■ Problem description
Please state how many lines below include the word "chair"; the reply should be the number only.

[Extracted data entries]
★ ★ ★ ★ ★
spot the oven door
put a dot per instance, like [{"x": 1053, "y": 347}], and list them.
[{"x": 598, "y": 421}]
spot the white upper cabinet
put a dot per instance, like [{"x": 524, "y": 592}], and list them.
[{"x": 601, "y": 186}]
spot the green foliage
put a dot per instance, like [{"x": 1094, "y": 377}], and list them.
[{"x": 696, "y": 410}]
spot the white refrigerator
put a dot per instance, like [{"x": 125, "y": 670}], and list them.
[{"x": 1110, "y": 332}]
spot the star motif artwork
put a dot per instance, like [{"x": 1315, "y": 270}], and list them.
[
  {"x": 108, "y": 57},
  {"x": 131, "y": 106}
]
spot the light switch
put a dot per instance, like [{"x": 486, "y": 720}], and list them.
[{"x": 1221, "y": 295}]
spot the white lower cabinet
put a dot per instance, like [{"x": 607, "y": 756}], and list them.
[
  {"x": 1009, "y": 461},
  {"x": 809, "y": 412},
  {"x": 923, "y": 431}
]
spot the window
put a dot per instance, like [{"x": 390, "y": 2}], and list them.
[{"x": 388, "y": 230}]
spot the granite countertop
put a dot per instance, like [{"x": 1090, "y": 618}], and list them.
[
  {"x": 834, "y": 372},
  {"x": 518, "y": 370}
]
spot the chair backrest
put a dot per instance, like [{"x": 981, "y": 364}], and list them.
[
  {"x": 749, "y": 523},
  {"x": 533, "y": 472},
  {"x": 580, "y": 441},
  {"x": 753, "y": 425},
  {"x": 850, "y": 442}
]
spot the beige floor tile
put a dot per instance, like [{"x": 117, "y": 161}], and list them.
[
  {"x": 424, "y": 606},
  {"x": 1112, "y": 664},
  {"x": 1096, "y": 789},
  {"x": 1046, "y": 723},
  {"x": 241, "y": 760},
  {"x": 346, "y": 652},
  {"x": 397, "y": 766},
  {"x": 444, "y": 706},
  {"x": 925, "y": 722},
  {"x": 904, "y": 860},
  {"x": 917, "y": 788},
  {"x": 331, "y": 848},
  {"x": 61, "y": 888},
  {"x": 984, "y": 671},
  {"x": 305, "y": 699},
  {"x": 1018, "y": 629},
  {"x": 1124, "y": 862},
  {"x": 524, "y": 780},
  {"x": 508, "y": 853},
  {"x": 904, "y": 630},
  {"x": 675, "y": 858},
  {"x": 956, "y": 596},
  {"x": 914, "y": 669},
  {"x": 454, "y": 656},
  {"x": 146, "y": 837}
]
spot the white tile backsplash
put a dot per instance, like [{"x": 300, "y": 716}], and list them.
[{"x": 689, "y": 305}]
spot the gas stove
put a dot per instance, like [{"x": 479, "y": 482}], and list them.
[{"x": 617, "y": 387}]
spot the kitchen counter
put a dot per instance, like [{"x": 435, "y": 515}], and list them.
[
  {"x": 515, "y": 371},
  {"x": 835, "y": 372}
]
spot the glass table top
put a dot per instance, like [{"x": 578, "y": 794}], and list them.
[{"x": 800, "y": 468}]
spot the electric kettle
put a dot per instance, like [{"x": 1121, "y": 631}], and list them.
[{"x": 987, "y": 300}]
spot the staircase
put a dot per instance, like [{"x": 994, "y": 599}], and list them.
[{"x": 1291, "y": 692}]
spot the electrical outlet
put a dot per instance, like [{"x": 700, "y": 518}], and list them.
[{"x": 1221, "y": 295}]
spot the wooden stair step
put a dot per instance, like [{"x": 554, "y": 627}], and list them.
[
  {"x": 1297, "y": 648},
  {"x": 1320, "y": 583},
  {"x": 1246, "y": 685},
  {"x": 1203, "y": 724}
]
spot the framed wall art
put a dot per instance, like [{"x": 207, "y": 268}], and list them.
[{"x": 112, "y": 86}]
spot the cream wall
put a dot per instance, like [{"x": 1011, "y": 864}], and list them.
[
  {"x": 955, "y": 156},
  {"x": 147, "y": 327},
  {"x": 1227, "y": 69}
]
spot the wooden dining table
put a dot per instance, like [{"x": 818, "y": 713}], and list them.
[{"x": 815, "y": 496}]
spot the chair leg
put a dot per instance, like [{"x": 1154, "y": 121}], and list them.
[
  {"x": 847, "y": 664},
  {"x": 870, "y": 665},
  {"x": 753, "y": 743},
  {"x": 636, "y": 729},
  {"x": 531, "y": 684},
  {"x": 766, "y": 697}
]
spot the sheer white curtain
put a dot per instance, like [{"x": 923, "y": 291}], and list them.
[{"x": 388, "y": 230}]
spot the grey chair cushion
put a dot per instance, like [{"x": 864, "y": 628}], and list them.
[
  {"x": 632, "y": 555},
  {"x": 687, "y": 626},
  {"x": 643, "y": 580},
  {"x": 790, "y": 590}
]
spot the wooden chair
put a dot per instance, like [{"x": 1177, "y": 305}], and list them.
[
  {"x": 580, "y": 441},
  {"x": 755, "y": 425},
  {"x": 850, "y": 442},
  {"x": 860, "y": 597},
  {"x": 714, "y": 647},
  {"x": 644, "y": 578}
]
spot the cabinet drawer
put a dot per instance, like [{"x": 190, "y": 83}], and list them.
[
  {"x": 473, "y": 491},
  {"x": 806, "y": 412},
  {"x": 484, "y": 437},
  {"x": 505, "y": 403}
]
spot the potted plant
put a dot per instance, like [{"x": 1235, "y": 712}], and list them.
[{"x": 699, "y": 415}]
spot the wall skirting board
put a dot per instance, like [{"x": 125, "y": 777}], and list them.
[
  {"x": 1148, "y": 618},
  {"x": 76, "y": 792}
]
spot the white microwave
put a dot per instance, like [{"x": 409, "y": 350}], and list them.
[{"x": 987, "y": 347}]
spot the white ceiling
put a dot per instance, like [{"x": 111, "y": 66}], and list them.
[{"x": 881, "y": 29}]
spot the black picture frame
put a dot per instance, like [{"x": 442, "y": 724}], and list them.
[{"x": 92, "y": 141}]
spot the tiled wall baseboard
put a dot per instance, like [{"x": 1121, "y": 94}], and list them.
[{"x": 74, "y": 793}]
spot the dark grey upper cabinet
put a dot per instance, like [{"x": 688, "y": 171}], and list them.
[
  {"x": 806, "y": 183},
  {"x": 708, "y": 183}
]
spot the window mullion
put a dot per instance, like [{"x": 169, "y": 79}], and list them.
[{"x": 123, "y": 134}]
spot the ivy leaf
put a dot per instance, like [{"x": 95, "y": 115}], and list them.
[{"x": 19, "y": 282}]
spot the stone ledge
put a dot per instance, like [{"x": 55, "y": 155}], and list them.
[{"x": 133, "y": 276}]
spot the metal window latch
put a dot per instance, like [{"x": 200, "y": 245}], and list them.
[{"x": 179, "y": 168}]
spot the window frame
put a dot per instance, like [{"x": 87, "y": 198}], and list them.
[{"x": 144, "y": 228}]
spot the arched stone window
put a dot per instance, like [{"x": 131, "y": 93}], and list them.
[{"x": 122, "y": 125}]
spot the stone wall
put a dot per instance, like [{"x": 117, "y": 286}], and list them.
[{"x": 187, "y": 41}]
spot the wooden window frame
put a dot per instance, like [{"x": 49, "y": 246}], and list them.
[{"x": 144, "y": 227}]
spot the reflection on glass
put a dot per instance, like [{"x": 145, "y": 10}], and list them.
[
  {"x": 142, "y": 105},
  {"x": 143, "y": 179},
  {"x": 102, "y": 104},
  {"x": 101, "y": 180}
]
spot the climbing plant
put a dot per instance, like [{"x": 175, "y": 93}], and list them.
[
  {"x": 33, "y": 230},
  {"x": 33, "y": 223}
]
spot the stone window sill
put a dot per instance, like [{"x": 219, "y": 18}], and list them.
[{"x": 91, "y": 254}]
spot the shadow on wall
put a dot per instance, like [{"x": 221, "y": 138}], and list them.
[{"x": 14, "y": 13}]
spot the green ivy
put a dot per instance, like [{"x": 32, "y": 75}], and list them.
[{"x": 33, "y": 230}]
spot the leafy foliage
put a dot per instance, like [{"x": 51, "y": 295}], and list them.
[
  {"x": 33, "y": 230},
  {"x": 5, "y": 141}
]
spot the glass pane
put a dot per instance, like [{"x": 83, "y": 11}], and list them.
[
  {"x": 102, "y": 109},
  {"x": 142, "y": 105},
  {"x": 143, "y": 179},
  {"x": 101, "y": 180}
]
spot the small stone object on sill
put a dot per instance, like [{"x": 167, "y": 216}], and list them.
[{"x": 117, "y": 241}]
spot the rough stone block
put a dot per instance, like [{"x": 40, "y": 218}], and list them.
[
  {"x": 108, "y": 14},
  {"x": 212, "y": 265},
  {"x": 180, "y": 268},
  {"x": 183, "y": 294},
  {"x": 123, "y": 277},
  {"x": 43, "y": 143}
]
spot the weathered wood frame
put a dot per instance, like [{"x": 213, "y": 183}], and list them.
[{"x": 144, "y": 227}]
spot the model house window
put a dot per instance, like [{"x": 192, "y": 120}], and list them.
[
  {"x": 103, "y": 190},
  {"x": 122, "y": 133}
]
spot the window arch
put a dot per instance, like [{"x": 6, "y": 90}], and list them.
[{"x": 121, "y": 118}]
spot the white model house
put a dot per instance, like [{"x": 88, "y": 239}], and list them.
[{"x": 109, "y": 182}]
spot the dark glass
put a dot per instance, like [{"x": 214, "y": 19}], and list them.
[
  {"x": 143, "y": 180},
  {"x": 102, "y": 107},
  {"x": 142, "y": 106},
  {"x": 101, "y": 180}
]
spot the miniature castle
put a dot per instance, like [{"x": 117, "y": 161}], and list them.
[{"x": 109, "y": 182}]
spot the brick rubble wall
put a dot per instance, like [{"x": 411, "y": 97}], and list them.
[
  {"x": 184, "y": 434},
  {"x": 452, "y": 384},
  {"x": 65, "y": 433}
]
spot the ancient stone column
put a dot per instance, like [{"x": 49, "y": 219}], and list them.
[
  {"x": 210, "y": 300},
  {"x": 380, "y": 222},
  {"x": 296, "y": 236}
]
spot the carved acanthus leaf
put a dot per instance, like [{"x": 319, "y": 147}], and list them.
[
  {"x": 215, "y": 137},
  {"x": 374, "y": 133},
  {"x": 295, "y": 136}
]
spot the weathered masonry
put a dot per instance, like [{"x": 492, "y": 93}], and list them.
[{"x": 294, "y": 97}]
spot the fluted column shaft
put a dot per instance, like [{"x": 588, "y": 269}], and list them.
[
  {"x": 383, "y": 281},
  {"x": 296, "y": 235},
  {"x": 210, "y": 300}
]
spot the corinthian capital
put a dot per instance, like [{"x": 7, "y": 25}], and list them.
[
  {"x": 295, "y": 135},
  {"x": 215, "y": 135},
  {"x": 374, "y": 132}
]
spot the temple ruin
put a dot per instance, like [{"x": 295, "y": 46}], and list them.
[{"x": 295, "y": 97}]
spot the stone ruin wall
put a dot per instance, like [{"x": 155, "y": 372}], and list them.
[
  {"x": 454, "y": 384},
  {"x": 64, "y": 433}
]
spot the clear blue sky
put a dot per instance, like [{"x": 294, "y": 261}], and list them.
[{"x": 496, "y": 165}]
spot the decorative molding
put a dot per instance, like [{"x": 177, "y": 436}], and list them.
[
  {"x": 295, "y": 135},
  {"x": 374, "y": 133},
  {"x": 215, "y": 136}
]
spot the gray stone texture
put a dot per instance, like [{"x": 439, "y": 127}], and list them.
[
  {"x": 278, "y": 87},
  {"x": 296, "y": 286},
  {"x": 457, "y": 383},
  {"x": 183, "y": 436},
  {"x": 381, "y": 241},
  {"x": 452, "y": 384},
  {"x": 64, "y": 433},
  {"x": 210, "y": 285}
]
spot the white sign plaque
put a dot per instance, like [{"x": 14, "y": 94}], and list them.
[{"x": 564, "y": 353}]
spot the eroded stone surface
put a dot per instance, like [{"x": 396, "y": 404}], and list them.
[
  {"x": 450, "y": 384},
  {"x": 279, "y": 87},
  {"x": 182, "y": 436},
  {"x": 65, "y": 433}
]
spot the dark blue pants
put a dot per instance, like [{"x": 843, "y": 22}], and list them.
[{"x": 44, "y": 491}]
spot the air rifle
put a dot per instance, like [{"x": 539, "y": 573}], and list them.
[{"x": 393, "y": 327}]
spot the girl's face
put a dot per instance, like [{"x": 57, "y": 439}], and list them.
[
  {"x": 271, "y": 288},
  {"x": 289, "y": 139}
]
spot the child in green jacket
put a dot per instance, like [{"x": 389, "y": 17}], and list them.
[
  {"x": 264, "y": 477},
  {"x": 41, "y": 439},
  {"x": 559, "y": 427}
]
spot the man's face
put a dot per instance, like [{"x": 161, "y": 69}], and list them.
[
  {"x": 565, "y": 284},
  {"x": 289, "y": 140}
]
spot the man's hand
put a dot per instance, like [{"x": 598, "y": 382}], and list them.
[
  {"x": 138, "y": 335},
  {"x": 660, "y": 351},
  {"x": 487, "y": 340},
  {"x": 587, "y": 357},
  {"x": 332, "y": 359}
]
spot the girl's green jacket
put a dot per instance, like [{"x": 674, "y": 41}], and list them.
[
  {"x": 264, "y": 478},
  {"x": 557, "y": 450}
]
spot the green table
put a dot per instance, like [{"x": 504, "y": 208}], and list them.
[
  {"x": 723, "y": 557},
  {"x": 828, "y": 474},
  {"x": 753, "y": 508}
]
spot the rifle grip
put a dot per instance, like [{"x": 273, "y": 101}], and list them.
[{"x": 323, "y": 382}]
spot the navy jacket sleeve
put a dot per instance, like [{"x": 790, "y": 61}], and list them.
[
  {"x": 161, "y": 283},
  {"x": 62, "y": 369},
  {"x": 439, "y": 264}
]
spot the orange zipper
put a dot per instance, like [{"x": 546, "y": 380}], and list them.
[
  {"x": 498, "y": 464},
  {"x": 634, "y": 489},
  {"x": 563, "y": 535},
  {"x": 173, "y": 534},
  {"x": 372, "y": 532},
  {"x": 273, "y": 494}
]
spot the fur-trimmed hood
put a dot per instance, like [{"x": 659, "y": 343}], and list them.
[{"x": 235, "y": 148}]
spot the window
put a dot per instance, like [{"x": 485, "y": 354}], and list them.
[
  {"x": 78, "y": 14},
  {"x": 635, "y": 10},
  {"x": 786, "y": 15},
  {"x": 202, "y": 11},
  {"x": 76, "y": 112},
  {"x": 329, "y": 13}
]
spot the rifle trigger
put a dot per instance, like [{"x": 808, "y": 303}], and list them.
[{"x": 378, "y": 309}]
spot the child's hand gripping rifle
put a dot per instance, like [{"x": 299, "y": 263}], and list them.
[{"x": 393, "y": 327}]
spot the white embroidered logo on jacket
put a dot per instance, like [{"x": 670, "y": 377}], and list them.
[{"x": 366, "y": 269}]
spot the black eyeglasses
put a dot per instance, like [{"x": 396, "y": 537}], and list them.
★ ★ ★ ★ ★
■ Answer box
4